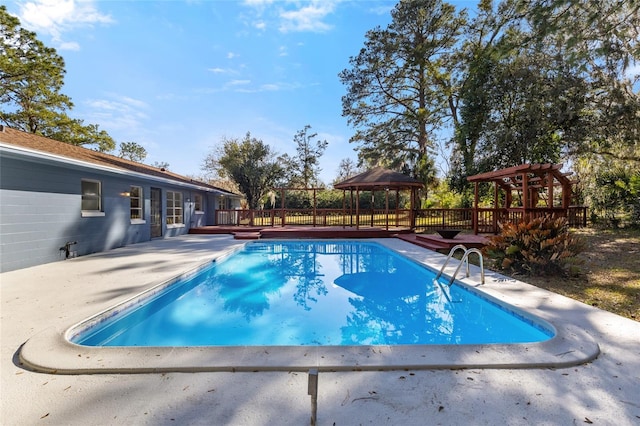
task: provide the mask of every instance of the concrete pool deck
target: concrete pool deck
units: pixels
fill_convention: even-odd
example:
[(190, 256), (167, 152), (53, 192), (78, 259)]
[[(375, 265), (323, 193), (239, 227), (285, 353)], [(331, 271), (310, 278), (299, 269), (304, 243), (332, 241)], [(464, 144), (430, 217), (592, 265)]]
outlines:
[[(392, 241), (399, 251), (434, 255)], [(0, 424), (308, 424), (303, 371), (62, 375), (21, 365), (25, 342), (243, 243), (190, 235), (1, 274)], [(640, 323), (496, 277), (488, 291), (584, 333), (599, 345), (598, 358), (564, 368), (321, 372), (318, 424), (638, 424)], [(35, 352), (57, 356), (46, 344)]]

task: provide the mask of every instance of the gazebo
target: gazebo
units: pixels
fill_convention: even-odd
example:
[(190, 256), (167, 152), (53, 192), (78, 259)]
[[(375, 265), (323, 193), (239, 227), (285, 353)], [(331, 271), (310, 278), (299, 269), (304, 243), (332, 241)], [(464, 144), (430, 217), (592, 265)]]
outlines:
[[(349, 211), (350, 217), (353, 216), (354, 202), (353, 194), (355, 191), (355, 216), (356, 228), (360, 227), (360, 191), (371, 191), (373, 198), (375, 191), (384, 191), (385, 193), (385, 226), (389, 229), (389, 191), (395, 191), (395, 218), (399, 216), (398, 204), (400, 201), (400, 191), (411, 191), (409, 223), (411, 229), (415, 228), (415, 206), (418, 200), (418, 190), (424, 187), (424, 184), (417, 179), (402, 173), (394, 172), (383, 167), (375, 167), (359, 175), (353, 176), (340, 183), (333, 185), (335, 189), (343, 190), (343, 210), (346, 211), (346, 191), (350, 192)], [(353, 223), (350, 224), (353, 226)], [(371, 209), (371, 226), (374, 226), (374, 211)]]
[[(481, 182), (494, 184), (494, 209), (491, 227), (497, 229), (498, 220), (517, 222), (524, 218), (550, 214), (567, 216), (571, 204), (572, 187), (576, 183), (569, 180), (572, 173), (563, 173), (562, 164), (521, 164), (519, 166), (469, 176), (474, 189), (473, 229), (477, 234), (483, 219), (483, 209), (478, 207)], [(560, 196), (556, 197), (556, 189)], [(499, 206), (500, 191), (504, 193), (504, 205)], [(514, 204), (514, 191), (519, 195), (518, 205)], [(555, 200), (558, 200), (559, 203)], [(484, 209), (491, 210), (491, 209)], [(500, 212), (500, 217), (498, 213)]]

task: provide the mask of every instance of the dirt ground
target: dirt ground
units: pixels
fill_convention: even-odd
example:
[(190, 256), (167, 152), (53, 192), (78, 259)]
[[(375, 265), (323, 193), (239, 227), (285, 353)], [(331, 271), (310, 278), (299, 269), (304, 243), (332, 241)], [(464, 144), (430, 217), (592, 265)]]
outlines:
[(640, 230), (574, 230), (585, 241), (577, 277), (518, 276), (520, 281), (640, 321)]

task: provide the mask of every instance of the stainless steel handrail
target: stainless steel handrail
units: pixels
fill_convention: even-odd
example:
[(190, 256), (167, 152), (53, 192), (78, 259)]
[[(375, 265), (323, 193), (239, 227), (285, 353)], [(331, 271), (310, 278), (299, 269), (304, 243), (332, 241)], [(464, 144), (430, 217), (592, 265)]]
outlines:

★ ★ ★ ★ ★

A verbatim copy of every entry above, with no pictures, is the expected output.

**Written reply**:
task: provide the mask of every instance of the concrete pool deck
target: concrete pool deck
units: pixels
fill_convention: even-odd
example:
[(190, 256), (167, 152), (53, 192), (78, 259)]
[[(375, 265), (323, 193), (239, 227), (285, 353)], [(331, 271), (310, 278), (299, 269), (304, 243), (332, 241)], [(464, 144), (430, 217), (592, 265)]]
outlines:
[[(392, 241), (399, 251), (434, 255)], [(0, 424), (308, 424), (303, 371), (62, 375), (21, 365), (25, 342), (243, 243), (190, 235), (1, 274)], [(640, 323), (496, 277), (488, 291), (584, 333), (599, 345), (598, 358), (564, 368), (321, 372), (318, 424), (638, 424)], [(35, 352), (57, 356), (46, 344)]]

task: provide the mask of every instance of the gazebo
target: gazebo
units: pixels
fill_convention: even-odd
example:
[(190, 256), (167, 152), (53, 192), (78, 259)]
[[(375, 265), (323, 193), (239, 227), (285, 353)], [(331, 271), (310, 278), (299, 269), (304, 243), (332, 241)], [(464, 144), (430, 217), (592, 265)]]
outlines:
[[(349, 211), (350, 217), (353, 216), (354, 202), (353, 194), (355, 191), (355, 216), (356, 228), (360, 227), (360, 191), (371, 191), (373, 198), (375, 191), (384, 191), (385, 193), (385, 226), (389, 229), (389, 191), (395, 191), (395, 218), (399, 216), (398, 204), (400, 201), (400, 191), (411, 191), (409, 223), (411, 229), (415, 228), (415, 206), (418, 200), (418, 190), (424, 187), (424, 184), (417, 179), (402, 173), (394, 172), (383, 167), (375, 167), (359, 175), (353, 176), (340, 183), (333, 185), (335, 189), (343, 190), (343, 210), (346, 211), (346, 191), (350, 192)], [(353, 223), (350, 224), (353, 226)], [(371, 209), (371, 226), (374, 226), (374, 211)]]
[[(481, 182), (494, 184), (494, 209), (491, 227), (497, 229), (498, 220), (517, 222), (524, 218), (550, 214), (567, 216), (571, 204), (572, 187), (576, 183), (569, 180), (572, 173), (563, 173), (562, 164), (521, 164), (519, 166), (469, 176), (474, 189), (473, 229), (477, 234), (483, 219), (483, 209), (478, 207)], [(560, 196), (556, 197), (556, 189)], [(499, 206), (500, 191), (504, 193), (504, 205)], [(514, 204), (514, 191), (519, 195), (518, 205)], [(555, 200), (558, 200), (559, 203)], [(484, 209), (491, 210), (491, 209)], [(500, 212), (500, 217), (498, 213)]]

task: provide the mask of every instance of the dirt ground
target: dirt ground
units: pixels
fill_convention: even-odd
example:
[(190, 256), (167, 152), (53, 192), (78, 259)]
[[(375, 265), (323, 193), (239, 227), (285, 353)], [(331, 271), (310, 278), (299, 269), (304, 243), (332, 241)], [(464, 144), (430, 217), (592, 265)]]
outlines:
[(640, 230), (574, 230), (585, 241), (577, 277), (518, 276), (520, 281), (640, 321)]

task: provide the mask of every instance of the stainless steel handrail
target: stainless steel handrail
units: pixels
fill_convention: even-odd
example:
[(190, 256), (167, 152), (53, 192), (78, 259)]
[[(375, 265), (323, 193), (239, 227), (285, 353)], [(331, 271), (310, 278), (299, 269), (304, 243), (332, 241)], [(464, 144), (430, 217), (592, 265)]]
outlines:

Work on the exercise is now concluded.